# 🧠 Convolutional Neural Networks (CNNs) - Architecture

---

## 📐 Architecture Components

### 1. 🧭 Input Layer
- Accepts image data, e.g., shape **(28×28×3)** for RGB images.

---

### 2. 🧲 Convolutional Layer
- Applies filters (kernels) to scan the image and detect features like edges, textures, and shapes.
- Each filter generates a **feature map**.

**Mathematically:**

$$(f * x)(i, j) = \sum_m \sum_n x(i + m, j + n) \cdot f(m, n)$$

Where:
- \( x \) = input image
- \( f \) = filter (kernel)
- \( * \) = convolution
- \( (i, j) \) = output location

---

### 3. ⚡ Activation Function (ReLU)
- Applies non-linearity:

  $$\text{ReLU}(x) = \max(0, x)$$

- Helps learn complex patterns.

---

### 4. 🔽 Pooling Layer (Subsampling)
- Reduces spatial dimensions, improves efficiency.
- Commonly uses **Max Pooling** (e.g., 2×2).
- Helps achieve **translation invariance**.

*Tasks to carry out*
**a)** Answer the following questions using the text on convolutional neural network architecture.
(i) What example input shape does the input layer section give for RGB images?
(ii) What does each filter in the convolutional layer generate?
(iii) Which type of pooling does the pooling layer section name as commonly used?
**b)** Continue the text on convolutional neural network architecture from the point at which it ends.

*Data listing*

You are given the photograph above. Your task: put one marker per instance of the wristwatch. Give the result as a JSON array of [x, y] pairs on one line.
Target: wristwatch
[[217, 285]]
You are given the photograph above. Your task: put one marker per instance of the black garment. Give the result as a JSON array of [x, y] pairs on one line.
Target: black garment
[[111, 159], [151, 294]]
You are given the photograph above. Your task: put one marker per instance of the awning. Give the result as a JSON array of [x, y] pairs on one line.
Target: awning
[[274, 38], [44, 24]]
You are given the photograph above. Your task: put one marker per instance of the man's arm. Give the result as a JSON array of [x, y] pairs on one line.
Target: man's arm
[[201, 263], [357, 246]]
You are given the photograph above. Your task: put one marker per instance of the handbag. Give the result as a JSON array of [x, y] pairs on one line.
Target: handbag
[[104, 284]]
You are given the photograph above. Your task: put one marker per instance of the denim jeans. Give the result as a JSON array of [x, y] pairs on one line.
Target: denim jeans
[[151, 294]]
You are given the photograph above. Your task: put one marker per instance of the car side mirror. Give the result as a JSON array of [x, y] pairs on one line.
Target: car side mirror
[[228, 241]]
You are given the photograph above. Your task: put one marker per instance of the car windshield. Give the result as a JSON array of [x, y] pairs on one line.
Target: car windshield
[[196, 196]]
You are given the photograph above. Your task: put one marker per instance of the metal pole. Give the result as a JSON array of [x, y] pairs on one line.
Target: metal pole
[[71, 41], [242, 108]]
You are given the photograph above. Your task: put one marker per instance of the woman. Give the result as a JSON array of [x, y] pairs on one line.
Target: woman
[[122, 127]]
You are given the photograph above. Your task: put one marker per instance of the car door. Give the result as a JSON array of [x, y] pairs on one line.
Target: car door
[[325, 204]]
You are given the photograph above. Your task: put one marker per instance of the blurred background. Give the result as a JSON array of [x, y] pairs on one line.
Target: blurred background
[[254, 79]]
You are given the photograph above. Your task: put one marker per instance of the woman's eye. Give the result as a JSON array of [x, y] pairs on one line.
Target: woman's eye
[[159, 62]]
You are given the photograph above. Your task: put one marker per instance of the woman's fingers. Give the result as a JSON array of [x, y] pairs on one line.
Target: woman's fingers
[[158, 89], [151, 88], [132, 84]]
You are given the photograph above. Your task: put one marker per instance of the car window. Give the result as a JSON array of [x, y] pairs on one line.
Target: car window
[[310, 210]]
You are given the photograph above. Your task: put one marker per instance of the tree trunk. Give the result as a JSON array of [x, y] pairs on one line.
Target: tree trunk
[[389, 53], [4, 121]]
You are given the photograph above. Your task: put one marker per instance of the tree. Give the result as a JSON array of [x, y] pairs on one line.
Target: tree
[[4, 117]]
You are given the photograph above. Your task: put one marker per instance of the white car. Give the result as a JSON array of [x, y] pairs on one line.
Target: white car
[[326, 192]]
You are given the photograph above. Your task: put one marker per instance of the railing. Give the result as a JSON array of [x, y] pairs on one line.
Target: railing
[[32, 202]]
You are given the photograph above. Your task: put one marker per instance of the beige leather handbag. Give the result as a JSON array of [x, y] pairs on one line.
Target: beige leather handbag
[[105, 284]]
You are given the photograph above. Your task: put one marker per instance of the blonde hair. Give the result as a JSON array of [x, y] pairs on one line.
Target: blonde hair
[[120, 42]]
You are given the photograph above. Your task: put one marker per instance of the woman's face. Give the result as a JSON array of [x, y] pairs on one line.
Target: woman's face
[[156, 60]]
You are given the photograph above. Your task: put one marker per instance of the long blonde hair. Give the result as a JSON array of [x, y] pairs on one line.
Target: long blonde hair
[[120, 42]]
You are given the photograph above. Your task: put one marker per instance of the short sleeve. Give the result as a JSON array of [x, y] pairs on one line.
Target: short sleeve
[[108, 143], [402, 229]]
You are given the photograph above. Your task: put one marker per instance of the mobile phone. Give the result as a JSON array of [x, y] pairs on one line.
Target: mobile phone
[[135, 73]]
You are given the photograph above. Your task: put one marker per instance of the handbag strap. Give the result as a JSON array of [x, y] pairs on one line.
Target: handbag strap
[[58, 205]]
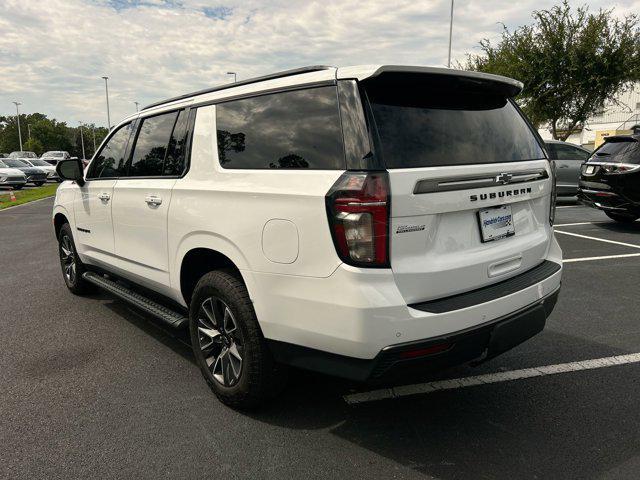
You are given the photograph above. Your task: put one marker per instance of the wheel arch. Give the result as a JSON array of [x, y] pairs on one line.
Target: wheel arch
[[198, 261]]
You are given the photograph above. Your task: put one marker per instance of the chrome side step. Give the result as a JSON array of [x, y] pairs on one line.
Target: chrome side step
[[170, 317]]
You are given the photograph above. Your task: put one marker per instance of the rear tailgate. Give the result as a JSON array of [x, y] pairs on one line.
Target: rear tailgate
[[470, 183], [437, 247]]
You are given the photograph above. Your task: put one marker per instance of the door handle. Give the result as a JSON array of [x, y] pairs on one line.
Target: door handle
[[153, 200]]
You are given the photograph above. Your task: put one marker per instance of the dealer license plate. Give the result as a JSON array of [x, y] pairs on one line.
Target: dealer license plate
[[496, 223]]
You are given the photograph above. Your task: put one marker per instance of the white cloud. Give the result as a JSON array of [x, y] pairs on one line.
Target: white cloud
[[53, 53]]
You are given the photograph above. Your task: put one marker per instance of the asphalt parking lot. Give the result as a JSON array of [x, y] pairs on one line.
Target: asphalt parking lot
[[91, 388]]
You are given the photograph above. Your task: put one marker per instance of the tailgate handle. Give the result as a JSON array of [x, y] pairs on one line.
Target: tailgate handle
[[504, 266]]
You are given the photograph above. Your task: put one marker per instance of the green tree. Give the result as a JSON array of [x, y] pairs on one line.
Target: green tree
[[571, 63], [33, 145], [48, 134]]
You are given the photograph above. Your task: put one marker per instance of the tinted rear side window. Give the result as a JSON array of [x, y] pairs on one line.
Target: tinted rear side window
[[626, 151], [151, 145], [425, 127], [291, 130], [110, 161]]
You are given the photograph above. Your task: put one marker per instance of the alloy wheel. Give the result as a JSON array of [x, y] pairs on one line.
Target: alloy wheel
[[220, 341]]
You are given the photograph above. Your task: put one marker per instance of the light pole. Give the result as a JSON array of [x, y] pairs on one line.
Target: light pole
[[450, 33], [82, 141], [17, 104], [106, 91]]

==

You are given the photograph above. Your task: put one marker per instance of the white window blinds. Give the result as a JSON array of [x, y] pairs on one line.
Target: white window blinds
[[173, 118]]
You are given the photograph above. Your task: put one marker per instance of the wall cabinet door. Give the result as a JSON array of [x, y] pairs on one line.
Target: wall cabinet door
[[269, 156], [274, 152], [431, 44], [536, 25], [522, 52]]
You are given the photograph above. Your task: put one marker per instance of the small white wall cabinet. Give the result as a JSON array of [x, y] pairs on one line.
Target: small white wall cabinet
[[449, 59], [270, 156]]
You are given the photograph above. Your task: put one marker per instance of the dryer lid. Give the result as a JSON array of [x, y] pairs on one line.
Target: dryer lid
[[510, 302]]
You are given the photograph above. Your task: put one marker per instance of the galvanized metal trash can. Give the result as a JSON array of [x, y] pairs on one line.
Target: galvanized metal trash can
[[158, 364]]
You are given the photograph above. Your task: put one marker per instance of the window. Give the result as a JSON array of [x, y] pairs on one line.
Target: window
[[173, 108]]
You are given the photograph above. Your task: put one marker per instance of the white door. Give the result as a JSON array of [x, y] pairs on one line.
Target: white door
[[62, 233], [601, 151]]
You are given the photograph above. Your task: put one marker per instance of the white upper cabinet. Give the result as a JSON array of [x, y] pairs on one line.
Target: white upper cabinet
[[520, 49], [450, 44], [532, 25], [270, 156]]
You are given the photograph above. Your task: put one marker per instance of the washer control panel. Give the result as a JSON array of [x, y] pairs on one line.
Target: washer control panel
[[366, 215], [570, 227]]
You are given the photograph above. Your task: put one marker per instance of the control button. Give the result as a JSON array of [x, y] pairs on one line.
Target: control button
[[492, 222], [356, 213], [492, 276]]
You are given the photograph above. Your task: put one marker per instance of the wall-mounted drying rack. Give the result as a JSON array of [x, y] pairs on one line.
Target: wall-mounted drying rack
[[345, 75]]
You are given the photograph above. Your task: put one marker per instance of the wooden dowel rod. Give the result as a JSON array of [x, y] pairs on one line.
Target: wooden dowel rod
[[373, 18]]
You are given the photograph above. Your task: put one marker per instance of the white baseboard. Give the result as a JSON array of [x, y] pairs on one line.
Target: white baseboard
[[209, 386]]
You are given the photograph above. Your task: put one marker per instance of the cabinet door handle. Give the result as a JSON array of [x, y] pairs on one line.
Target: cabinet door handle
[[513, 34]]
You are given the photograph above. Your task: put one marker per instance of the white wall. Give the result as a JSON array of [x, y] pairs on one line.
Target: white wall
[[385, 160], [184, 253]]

*Responses for each task*
**a)**
(i) (28×28×3)
(ii) A feature map.
(iii) Max Pooling (e.g., 2×2).

**b)**
---

### 5. 🧮 Fully Connected (Dense) Layer
- Flattens the feature maps into a vector.
- Passes through one or more dense layers to make predictions.

---

### 6. 🎯 Output Layer
- Outputs class probabilities using **Softmax**:

  $$\text{Softmax}(z_i) = \frac{e^{z_i}}{\sum_j e^{z_j}}$$

---

## 📈 Why CNNs Work Well for Images

- **Local connectivity**: Focus on small image patches.
- **Weight sharing**: Filters reused across space → fewer parameters.
- **Translation invariance**: Pooling helps recognize patterns in varied positions.
- **Hierarchical learning**: Layers learn from edges → shapes → objects.

---

## 🔧 Key Considerations When Writing CNN Code

### 1. 📥 Input Data
- ✅ Ensure consistent image size (e.g., 224×224×3).
- ✅ Normalize pixel values ([0, 1] or standardize).
- ✅ Use data augmentation for robustness.

---

### 2. 🏗 Model Architecture
- ✅ Use small filters (e.g., 3×3), padding='same'.
- ✅ Add pooling and dropout layers.
- ✅ Batch normalization to stabilize training.

---

### 3. 🔀 Activation Functions
- ✅ Use ReLU after each convolution.
- ❗ Avoid Sigmoid/Tanh in hidden layers unless needed.

---

### 4. 🧾 Output Layer
- ✅ Use `softmax` for multi-class, `sigmoid` for binary.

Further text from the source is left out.